(LISTED RECORDS)
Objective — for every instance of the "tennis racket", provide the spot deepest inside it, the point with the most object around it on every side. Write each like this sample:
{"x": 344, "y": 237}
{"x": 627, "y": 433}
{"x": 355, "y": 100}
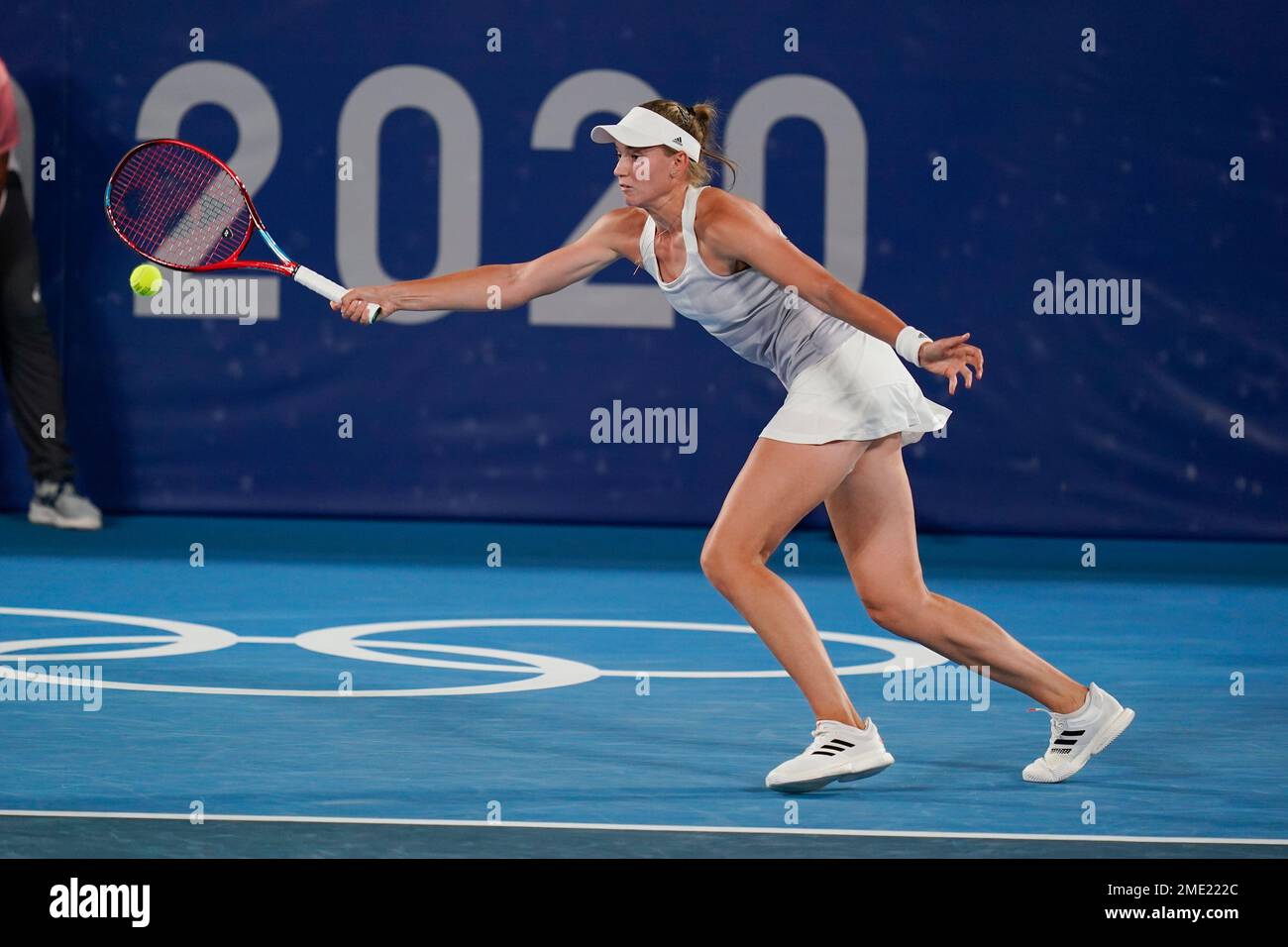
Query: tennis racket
{"x": 183, "y": 208}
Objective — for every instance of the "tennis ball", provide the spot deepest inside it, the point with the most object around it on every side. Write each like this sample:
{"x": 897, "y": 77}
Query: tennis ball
{"x": 146, "y": 279}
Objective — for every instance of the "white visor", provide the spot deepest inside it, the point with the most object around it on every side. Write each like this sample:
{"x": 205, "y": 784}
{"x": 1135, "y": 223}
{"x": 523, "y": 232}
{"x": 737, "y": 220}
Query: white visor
{"x": 643, "y": 128}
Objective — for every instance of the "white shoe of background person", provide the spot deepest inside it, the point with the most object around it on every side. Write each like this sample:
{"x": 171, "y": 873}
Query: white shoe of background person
{"x": 58, "y": 504}
{"x": 1078, "y": 736}
{"x": 838, "y": 751}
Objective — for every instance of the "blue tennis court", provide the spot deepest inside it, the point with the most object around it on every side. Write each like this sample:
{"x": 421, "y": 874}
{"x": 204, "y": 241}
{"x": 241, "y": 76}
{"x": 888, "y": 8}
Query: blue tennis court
{"x": 377, "y": 686}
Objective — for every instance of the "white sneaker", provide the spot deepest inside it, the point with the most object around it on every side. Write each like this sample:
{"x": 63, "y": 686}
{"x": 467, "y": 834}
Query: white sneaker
{"x": 58, "y": 504}
{"x": 838, "y": 751}
{"x": 1080, "y": 736}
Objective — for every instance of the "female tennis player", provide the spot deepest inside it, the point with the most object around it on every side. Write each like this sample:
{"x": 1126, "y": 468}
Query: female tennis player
{"x": 837, "y": 440}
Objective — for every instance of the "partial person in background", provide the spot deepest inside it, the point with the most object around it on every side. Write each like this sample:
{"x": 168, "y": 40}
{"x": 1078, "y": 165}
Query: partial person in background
{"x": 31, "y": 372}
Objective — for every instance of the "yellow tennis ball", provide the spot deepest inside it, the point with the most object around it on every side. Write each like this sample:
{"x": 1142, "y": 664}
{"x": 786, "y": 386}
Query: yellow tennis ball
{"x": 146, "y": 279}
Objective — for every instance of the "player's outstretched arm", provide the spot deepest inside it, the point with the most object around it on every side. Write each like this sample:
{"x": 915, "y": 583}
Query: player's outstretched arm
{"x": 496, "y": 286}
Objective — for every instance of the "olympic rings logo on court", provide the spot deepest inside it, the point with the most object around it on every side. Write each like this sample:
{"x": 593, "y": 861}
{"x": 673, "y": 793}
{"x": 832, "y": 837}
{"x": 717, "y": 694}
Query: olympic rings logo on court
{"x": 532, "y": 672}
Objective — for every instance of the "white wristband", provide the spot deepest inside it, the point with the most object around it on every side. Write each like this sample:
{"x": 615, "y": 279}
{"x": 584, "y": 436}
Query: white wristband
{"x": 909, "y": 343}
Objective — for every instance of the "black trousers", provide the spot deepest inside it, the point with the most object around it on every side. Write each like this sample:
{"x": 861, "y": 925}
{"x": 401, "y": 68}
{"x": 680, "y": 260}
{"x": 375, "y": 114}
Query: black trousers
{"x": 33, "y": 376}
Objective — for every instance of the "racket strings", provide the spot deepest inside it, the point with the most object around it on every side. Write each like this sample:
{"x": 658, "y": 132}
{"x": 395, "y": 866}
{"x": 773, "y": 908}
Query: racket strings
{"x": 179, "y": 206}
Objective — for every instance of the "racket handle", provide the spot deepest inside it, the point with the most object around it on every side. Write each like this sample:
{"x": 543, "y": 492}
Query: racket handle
{"x": 331, "y": 290}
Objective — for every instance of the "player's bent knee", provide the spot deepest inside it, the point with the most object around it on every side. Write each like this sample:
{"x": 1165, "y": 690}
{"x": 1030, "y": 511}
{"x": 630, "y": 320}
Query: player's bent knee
{"x": 722, "y": 565}
{"x": 898, "y": 612}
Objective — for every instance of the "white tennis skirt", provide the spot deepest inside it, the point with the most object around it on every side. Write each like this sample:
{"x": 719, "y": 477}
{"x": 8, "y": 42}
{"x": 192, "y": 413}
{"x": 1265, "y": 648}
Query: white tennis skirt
{"x": 858, "y": 392}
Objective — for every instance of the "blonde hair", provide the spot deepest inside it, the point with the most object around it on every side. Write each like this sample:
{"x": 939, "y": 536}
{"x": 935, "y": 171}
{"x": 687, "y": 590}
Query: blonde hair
{"x": 699, "y": 121}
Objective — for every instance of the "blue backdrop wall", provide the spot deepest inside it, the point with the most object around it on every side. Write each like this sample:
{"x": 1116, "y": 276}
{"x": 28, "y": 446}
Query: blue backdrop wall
{"x": 468, "y": 132}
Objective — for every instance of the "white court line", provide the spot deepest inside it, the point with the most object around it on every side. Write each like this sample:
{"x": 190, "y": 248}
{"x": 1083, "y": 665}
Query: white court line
{"x": 627, "y": 827}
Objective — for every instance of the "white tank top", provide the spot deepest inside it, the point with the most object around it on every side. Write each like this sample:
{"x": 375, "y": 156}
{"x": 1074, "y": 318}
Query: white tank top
{"x": 747, "y": 311}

(WHAT IS NEEDED)
Copy the listing exactly but drop its images.

(ANSWER SECTION)
Objective — for every instance of the "tennis racket", provide the spot deepest inside it, the point with the most object around it on every side. Write each like this sample:
{"x": 344, "y": 237}
{"x": 627, "y": 433}
{"x": 355, "y": 100}
Query: tennis racket
{"x": 183, "y": 208}
Objective — for every instance of the "tennis ball", provide the spot deepest inside it, the point with the most object around it on every side. Write each like this sample:
{"x": 897, "y": 77}
Query: tennis ball
{"x": 146, "y": 279}
Objective — for every instance of the "white visor", provide the spot deepest inside it, the point with the most object around it on every side. Write each like this sample:
{"x": 205, "y": 784}
{"x": 1135, "y": 223}
{"x": 523, "y": 232}
{"x": 737, "y": 220}
Query: white visor
{"x": 643, "y": 128}
Objective — for every instance of the "white shoe of background person", provide the spot deepest inside it, the point with the most object around it on every side. Write each like this sample:
{"x": 171, "y": 873}
Query: white shoe of background person
{"x": 58, "y": 504}
{"x": 1078, "y": 736}
{"x": 838, "y": 751}
Objective — for every instance of the "blue tennis court", provide the spot deepest inside it, the point with the most object around it on every side. Write each like this sample:
{"x": 421, "y": 874}
{"x": 204, "y": 241}
{"x": 241, "y": 76}
{"x": 888, "y": 8}
Query: blue tennis court
{"x": 377, "y": 686}
Objective — for every instance of the "white sneaker", provide the spot deepest inside it, the point with the most object around it on every side. Write each like this sample:
{"x": 63, "y": 686}
{"x": 467, "y": 834}
Query: white sneaker
{"x": 58, "y": 504}
{"x": 838, "y": 751}
{"x": 1080, "y": 736}
Objective — for every instance of the "female tennis player", provide the spot deepest inside it, the point with the most object around it on every side. Write each like this sample:
{"x": 1126, "y": 468}
Query: female tennis player
{"x": 837, "y": 440}
Objective — for every instance of the "partial person in background", provide the spot deepest inside it, the point with the most object around it on every side. Write each like this sample:
{"x": 168, "y": 40}
{"x": 1078, "y": 165}
Query: partial person in background
{"x": 31, "y": 372}
Objective — for every instance of the "yellow tennis ball", provide the spot deepest inside it, the point with the most object around it on every side. Write each like this sample:
{"x": 1142, "y": 664}
{"x": 786, "y": 386}
Query: yellow tennis ball
{"x": 146, "y": 279}
Objective — for every instance of the "player's outstretched arm", provide the spot deepest inside it, the point with the most object around it on every side. Write each like this sample:
{"x": 915, "y": 583}
Query: player's outstretched arm
{"x": 496, "y": 286}
Objective — for every instance of the "olympic rings logo on court", provide the spot deepest inside it, the point with the most object around it on every side. Write each like this sample:
{"x": 593, "y": 861}
{"x": 673, "y": 793}
{"x": 832, "y": 837}
{"x": 717, "y": 694}
Query: olympic rings logo on court
{"x": 532, "y": 672}
Objective — for every instance of the "white wristband", provide the spot deepest inside it, the point with the most object around it on every side. Write each like this sample:
{"x": 615, "y": 279}
{"x": 584, "y": 436}
Query: white wristband
{"x": 909, "y": 343}
Objective — for every instance of the "black trousers", provide the spot deepest inside it, the point with the most object around it on every side. Write each like this sample:
{"x": 861, "y": 925}
{"x": 401, "y": 68}
{"x": 680, "y": 260}
{"x": 375, "y": 114}
Query: black trousers
{"x": 33, "y": 376}
Objective — for every instance of the "racket strings", provide the spot deepest inside it, the point with the most object around it on every side. Write each like this sample:
{"x": 658, "y": 132}
{"x": 395, "y": 866}
{"x": 773, "y": 908}
Query: racket strings
{"x": 179, "y": 206}
Objective — for every instance of the "racket handle", provide the spot deepest inside it, the point with the most object around it on every side. Write each like this sample:
{"x": 543, "y": 492}
Query: racket handle
{"x": 331, "y": 290}
Objective — for every instance of the "player's bent knee", provide the spot deepest inside it, the point with the most object around it on every side. Write each like this sample:
{"x": 1165, "y": 690}
{"x": 1030, "y": 511}
{"x": 630, "y": 320}
Query: player's bent knee
{"x": 722, "y": 565}
{"x": 898, "y": 612}
Objective — for every instance of the "white tennis skirt", provide the spot deepest inside it, the point with the most object around it on every side. Write each like this sample:
{"x": 719, "y": 477}
{"x": 8, "y": 42}
{"x": 192, "y": 413}
{"x": 1265, "y": 648}
Query: white tennis skirt
{"x": 858, "y": 392}
Objective — for every instance of the "blonde hair", provide the spot deepest inside it, the point with the most object around it on every side. Write each like this sample:
{"x": 939, "y": 536}
{"x": 935, "y": 171}
{"x": 687, "y": 590}
Query: blonde hair
{"x": 699, "y": 121}
Objective — for every instance of the "blue backdrop wall", provide the spot deepest inside it, the point with the most object around it on every side. Write each like this sample:
{"x": 1116, "y": 276}
{"x": 28, "y": 446}
Query: blue backdrop wall
{"x": 468, "y": 132}
Objective — for every instance of the "white court line", provide the spot deepest inside it, the point with the most object around it on every side. Write each like this sample:
{"x": 190, "y": 248}
{"x": 1083, "y": 665}
Query: white court line
{"x": 627, "y": 827}
Objective — for every instance of the "white tank top", provide the spot deepest inside it, the point with the most object around it on every side. Write each like this sample:
{"x": 375, "y": 156}
{"x": 1074, "y": 318}
Query: white tank top
{"x": 747, "y": 311}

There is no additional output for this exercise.